══ EXTRACTED INFORMATION ══
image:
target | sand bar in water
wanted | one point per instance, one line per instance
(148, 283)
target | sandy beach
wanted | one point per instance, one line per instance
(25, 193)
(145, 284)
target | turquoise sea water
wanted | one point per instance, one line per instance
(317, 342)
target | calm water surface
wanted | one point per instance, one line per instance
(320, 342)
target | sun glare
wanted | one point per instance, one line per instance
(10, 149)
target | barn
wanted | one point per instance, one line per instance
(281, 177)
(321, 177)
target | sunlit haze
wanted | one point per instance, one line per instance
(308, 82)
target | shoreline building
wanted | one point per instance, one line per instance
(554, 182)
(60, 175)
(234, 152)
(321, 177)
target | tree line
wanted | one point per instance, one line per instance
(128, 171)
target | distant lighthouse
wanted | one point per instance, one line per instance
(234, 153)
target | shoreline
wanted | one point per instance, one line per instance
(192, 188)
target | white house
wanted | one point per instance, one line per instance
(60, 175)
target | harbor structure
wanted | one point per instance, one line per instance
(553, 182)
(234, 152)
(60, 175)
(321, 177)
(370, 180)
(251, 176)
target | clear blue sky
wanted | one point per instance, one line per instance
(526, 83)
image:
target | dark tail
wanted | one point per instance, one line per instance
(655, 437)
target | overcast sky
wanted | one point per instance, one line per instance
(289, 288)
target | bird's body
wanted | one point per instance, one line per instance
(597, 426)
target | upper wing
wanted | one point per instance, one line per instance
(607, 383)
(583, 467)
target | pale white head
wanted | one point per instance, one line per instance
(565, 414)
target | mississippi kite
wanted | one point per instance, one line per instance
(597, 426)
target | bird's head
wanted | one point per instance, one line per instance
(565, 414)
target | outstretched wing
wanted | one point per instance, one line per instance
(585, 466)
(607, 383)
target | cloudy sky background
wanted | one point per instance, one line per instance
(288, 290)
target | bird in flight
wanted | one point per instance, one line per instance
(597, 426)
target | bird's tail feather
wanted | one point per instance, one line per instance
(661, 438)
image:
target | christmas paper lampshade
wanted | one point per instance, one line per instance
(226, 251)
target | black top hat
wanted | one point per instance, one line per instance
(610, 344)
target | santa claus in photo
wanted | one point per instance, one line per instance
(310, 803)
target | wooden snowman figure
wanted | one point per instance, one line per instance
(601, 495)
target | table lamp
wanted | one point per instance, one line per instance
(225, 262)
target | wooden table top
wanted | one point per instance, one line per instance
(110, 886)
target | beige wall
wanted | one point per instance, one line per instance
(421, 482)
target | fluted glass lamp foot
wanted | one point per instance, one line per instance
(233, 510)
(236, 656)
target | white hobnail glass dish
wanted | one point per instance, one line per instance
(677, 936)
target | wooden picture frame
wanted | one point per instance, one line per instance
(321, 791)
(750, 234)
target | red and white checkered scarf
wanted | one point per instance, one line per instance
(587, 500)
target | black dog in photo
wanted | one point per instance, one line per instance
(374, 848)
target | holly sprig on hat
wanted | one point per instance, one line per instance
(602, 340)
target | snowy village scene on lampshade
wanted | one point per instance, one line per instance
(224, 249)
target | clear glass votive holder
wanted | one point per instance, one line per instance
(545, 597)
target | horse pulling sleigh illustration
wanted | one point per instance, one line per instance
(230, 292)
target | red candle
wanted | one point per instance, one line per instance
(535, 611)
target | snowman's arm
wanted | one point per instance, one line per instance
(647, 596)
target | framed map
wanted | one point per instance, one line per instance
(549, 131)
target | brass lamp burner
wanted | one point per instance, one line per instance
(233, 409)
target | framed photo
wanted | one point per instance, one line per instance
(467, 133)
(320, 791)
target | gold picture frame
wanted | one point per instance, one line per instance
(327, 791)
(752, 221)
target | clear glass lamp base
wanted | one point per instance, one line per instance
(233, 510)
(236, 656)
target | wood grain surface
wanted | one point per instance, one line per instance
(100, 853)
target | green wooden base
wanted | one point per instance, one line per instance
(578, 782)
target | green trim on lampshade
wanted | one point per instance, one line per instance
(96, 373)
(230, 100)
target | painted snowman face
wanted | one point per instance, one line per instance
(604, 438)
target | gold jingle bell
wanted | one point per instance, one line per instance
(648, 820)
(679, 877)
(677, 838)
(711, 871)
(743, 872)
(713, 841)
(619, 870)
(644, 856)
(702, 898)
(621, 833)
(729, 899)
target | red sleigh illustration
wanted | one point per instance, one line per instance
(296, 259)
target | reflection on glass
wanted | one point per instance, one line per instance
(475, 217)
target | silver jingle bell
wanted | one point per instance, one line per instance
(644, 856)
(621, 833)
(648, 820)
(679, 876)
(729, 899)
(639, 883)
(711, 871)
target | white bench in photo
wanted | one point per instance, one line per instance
═══
• WORK TO COMPLETE: Everything from the line containing "target | gold jingle bell" through the last line of the records must be given again exactly; leave out all other lines.

• RESULT BELOW:
target | gold jingle bell
wanted | one point per instance, one line per instance
(648, 820)
(679, 877)
(677, 838)
(711, 871)
(743, 872)
(713, 841)
(619, 870)
(644, 856)
(702, 898)
(621, 833)
(729, 899)
target | red sleigh illustration
wanted | one point per instance, one line per instance
(296, 259)
target | reflection on glass
wanted | one point per instance, one line per instance
(475, 217)
target | silver jingle bell
wanted | one point per instance, one line per instance
(644, 856)
(621, 833)
(648, 820)
(679, 876)
(729, 899)
(639, 883)
(711, 871)
target | white bench in photo
wanted | one point per instance, one line per instance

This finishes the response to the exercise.